Work instructions :: Copy every line of the listing below word for word, keeping the original order.
┌─ Data
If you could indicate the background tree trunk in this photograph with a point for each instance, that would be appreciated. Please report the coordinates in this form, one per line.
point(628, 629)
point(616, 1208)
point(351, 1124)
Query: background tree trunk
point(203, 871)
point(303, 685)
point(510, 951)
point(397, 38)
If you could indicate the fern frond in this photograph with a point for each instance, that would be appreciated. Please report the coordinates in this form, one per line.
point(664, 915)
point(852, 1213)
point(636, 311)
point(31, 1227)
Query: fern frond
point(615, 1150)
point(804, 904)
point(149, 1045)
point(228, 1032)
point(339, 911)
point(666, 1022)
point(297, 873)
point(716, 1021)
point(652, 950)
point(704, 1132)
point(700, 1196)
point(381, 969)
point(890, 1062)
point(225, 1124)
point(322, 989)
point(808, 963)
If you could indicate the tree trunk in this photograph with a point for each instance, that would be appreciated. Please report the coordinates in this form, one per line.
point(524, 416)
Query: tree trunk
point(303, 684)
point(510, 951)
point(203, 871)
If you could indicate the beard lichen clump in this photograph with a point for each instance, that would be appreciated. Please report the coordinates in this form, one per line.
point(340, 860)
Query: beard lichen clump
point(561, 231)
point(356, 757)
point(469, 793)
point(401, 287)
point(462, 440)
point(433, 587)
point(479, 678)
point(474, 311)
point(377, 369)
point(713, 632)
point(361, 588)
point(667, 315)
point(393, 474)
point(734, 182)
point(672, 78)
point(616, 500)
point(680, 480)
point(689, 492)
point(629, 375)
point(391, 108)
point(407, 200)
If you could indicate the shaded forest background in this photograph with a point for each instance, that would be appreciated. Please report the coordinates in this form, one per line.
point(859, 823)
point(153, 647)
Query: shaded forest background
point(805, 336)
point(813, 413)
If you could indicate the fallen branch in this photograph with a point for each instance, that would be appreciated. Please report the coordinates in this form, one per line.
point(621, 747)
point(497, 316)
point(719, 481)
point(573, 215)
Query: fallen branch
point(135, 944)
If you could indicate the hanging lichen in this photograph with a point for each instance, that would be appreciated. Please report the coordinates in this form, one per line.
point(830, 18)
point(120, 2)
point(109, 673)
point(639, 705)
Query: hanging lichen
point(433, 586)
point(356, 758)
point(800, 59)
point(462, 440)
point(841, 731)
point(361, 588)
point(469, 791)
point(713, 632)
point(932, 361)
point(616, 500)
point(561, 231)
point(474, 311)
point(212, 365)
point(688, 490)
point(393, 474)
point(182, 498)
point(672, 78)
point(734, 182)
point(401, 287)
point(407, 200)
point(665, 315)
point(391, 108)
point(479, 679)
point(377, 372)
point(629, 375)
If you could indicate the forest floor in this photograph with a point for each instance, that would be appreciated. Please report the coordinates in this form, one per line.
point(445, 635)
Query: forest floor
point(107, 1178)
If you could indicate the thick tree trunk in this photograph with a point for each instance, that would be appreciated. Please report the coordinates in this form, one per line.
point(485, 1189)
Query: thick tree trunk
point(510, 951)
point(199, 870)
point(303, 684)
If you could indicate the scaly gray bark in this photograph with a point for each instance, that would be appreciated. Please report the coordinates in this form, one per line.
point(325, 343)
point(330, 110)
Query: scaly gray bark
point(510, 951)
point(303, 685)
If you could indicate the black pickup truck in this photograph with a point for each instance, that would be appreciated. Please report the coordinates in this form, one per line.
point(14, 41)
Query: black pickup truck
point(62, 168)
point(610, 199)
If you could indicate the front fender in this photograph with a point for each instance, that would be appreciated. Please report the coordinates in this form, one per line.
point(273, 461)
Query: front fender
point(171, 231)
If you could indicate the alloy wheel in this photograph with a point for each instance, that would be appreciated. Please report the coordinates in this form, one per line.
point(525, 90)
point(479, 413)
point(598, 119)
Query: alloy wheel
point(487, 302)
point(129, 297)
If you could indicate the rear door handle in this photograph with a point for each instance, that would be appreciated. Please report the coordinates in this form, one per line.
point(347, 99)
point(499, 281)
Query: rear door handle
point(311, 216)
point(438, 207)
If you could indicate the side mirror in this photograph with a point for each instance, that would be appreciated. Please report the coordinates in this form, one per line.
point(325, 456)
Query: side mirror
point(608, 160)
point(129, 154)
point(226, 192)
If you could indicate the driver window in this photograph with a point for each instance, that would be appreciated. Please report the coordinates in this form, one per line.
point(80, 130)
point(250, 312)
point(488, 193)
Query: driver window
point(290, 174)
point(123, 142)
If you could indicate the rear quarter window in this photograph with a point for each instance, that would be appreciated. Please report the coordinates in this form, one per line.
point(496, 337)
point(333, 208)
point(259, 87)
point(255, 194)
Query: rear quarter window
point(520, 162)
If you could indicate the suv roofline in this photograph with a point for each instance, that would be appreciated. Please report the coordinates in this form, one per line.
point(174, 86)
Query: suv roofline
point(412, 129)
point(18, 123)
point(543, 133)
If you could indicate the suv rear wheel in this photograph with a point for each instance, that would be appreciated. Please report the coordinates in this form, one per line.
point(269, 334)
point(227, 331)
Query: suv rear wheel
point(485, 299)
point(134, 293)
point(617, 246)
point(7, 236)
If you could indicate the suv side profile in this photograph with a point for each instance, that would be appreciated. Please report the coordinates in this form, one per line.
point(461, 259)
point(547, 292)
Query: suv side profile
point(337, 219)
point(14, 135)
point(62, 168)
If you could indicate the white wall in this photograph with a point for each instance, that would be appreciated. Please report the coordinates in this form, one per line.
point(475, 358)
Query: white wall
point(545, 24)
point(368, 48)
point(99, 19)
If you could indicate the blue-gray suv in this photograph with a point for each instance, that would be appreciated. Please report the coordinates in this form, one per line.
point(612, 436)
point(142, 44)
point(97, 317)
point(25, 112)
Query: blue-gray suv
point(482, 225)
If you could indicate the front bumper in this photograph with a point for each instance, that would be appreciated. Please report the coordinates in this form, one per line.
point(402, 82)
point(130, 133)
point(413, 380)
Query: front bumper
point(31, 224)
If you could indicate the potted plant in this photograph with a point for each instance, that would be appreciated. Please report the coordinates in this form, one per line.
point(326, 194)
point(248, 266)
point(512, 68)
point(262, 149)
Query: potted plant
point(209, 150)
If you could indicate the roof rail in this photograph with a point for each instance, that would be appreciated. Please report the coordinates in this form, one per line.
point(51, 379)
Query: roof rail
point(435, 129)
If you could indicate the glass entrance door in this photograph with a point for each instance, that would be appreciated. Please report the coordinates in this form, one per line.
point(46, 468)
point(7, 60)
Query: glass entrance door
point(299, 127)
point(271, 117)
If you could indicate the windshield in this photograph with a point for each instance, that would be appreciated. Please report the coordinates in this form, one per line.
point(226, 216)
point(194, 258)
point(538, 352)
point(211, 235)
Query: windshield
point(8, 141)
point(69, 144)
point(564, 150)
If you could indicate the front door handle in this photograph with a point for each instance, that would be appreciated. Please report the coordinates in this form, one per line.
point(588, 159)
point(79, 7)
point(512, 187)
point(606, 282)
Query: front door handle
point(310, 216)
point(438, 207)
└─
Output for this task ::
If you could indicate the background tree trunk in this photograph with a point for each instance, that would be appreciated. Please report the coordinates in this form, one per line.
point(628, 629)
point(616, 1208)
point(351, 1124)
Query: background tree trunk
point(203, 871)
point(303, 685)
point(510, 951)
point(397, 38)
If you could indicate the fern frond in this photograph with a point for each instance, that would be appreciated. Please report the coordinates in this form, one per line.
point(664, 915)
point(852, 1213)
point(636, 311)
point(31, 1227)
Query: fern frond
point(615, 1150)
point(804, 904)
point(149, 1045)
point(228, 1032)
point(339, 911)
point(666, 1022)
point(297, 873)
point(716, 1021)
point(652, 950)
point(704, 1132)
point(700, 1196)
point(381, 969)
point(890, 1062)
point(225, 1124)
point(322, 989)
point(808, 963)
If you could indicate the tree trunk in this photograph with a point for each instance, that would be appreciated. Please report the coordinates in this form, one per line.
point(524, 416)
Query: tree trunk
point(303, 684)
point(510, 951)
point(203, 871)
If you could indicate the beard lichen clump in this photograph with a point for each instance, that would be appreciated. Please report the coordinates in this form, one per line.
point(340, 860)
Query: beard lichen clump
point(561, 231)
point(356, 757)
point(469, 793)
point(401, 287)
point(462, 440)
point(433, 587)
point(479, 678)
point(474, 311)
point(377, 369)
point(713, 632)
point(361, 588)
point(667, 315)
point(393, 474)
point(734, 182)
point(672, 78)
point(616, 500)
point(680, 480)
point(689, 492)
point(629, 375)
point(391, 108)
point(407, 200)
If you could indicate the shaded forest background in this photograph with a point for each instance, that would be appreciated. Please report the coordinates in this form, one per line.
point(859, 823)
point(153, 647)
Query: shaded forest background
point(805, 336)
point(813, 413)
If you could indicate the fallen branch in this photograph with a point for each instance, that would be appreciated. Please report the coordinates in this form, one per line.
point(621, 747)
point(497, 316)
point(719, 481)
point(573, 215)
Query: fallen branch
point(135, 944)
If you could indicate the hanging lichen in this photograph with a point for each instance, that would be appreciated. Please report the coordinates in this form, one per line.
point(830, 18)
point(120, 2)
point(109, 673)
point(639, 705)
Query: hanging lichen
point(433, 586)
point(356, 758)
point(800, 59)
point(462, 440)
point(841, 731)
point(361, 588)
point(469, 791)
point(713, 632)
point(932, 361)
point(616, 500)
point(561, 231)
point(474, 311)
point(212, 365)
point(688, 490)
point(393, 474)
point(182, 498)
point(672, 78)
point(734, 182)
point(401, 287)
point(407, 200)
point(665, 315)
point(391, 108)
point(479, 679)
point(377, 372)
point(629, 375)
If you could indicate the forest floor in this photograph with a point for each instance, that would be appreciated. Please report the coordinates in this form, one per line.
point(445, 635)
Query: forest floor
point(107, 1178)
If you could indicate the thick tree trunk in this photograph with a point for each instance, that would be appreciated. Please report the coordinates in this form, one per line.
point(485, 1189)
Query: thick tree trunk
point(510, 951)
point(199, 870)
point(303, 684)
If you could indicate the scaly gray bark in this photograph with a point for each instance, that would be appreciated. Please report the coordinates in this form, one per line.
point(325, 343)
point(330, 110)
Query: scaly gray bark
point(510, 951)
point(303, 685)
If you could indicate the black pickup truck in this photograph with a point for each instance, that would be appreciated. Please report the coordinates in this form, one per line.
point(14, 41)
Query: black pickup truck
point(62, 168)
point(610, 199)
If you could indicate the front fender in this photograph with a point for each instance, that would be appreciated. Please report the coordinates in this form, one per line.
point(273, 461)
Query: front fender
point(171, 231)
If you could indicate the alloy wheel in this photograph with a point for each instance, that would be appreciated. Please report the coordinates in this form, one per line.
point(525, 90)
point(479, 413)
point(598, 119)
Query: alloy wheel
point(487, 302)
point(129, 297)
If you could indicate the rear door handle in this photograph with a point for each instance, that would be appreciated. Please report the coordinates in this form, one per line.
point(347, 99)
point(499, 281)
Query: rear door handle
point(311, 216)
point(438, 207)
If you could indicate the side mirror in this photograph with a point for each instance, that would be appreciated. Please report the coordinates in this form, one per line.
point(325, 456)
Query: side mirror
point(608, 160)
point(129, 154)
point(226, 192)
If you could indicate the driver window in this photograph with a point for each instance, that would be appreciated. Please report the coordinates in this form, one per line.
point(80, 130)
point(250, 312)
point(488, 193)
Query: driver window
point(290, 174)
point(123, 142)
If you could indicate the rear quarter window in this photograph with a point for each instance, that would be appreciated. Please report the coordinates in this form, one per line.
point(496, 337)
point(333, 208)
point(259, 87)
point(255, 194)
Query: rear quarter window
point(520, 162)
If you could indicate the suv roofline in this photograph with a point for each instance, that would be appreciated. Please report the coordinates in this form, one per line.
point(174, 86)
Query: suv roofline
point(412, 129)
point(18, 123)
point(543, 133)
If you could indicate the suv rear wheel in this photograph with a point for each instance, that would be appreciated. Please report the coordinates in this form, one per line.
point(269, 334)
point(227, 331)
Query: suv rear wheel
point(485, 299)
point(134, 293)
point(617, 246)
point(7, 236)
If you could indicate the suv side profile in this photograph with a point for each instance, that would be appreciated. Please report the coordinates in this form, one per line.
point(461, 259)
point(547, 292)
Query: suv side profile
point(337, 219)
point(14, 135)
point(62, 168)
If you could indicate the white wall in this photograph with a point for each instance, that would be appreciated. Please report the coordinates in this form, one per line.
point(475, 358)
Query: white wall
point(545, 24)
point(368, 48)
point(99, 19)
If you could indicate the blue-gray suv in this photograph with a point for each instance, that would be appreciated. Please report the coordinates in this form, one per line.
point(612, 436)
point(142, 44)
point(97, 317)
point(25, 112)
Query: blue-gray suv
point(482, 225)
If you could indicate the front bumper in this photograph with a point for each instance, that would be appreciated. Please report the coordinates in this form, one per line.
point(402, 82)
point(130, 133)
point(413, 380)
Query: front bumper
point(31, 224)
If you could indicate the potted plant in this photograph with a point for each instance, that would be appreciated. Please report the coordinates in this form, one per line.
point(326, 194)
point(248, 266)
point(512, 68)
point(262, 149)
Query: potted plant
point(209, 150)
If you could indicate the roof rail in this photograph with a point for each instance, that would be appreciated. Please report the coordinates in this form, one per line.
point(51, 379)
Query: roof rail
point(435, 129)
If you could indicate the glass entrance door in this photograph with a point for each instance, that would be appreciated. Please report the coordinates in this form, one per line.
point(46, 468)
point(7, 60)
Query: glass entrance door
point(299, 127)
point(271, 117)
If you could indicate the windshield in this photograph with a point for each instance, that would be appreciated. Please report the coordinates in this form, one per line.
point(226, 216)
point(194, 258)
point(538, 352)
point(211, 235)
Query: windshield
point(8, 141)
point(69, 144)
point(564, 150)
If you could indicate the front door handle in this photograph with a point for each instance, that would be appreciated. Please report the coordinates in this form, one per line.
point(588, 159)
point(79, 7)
point(512, 187)
point(606, 282)
Query: front door handle
point(310, 216)
point(438, 207)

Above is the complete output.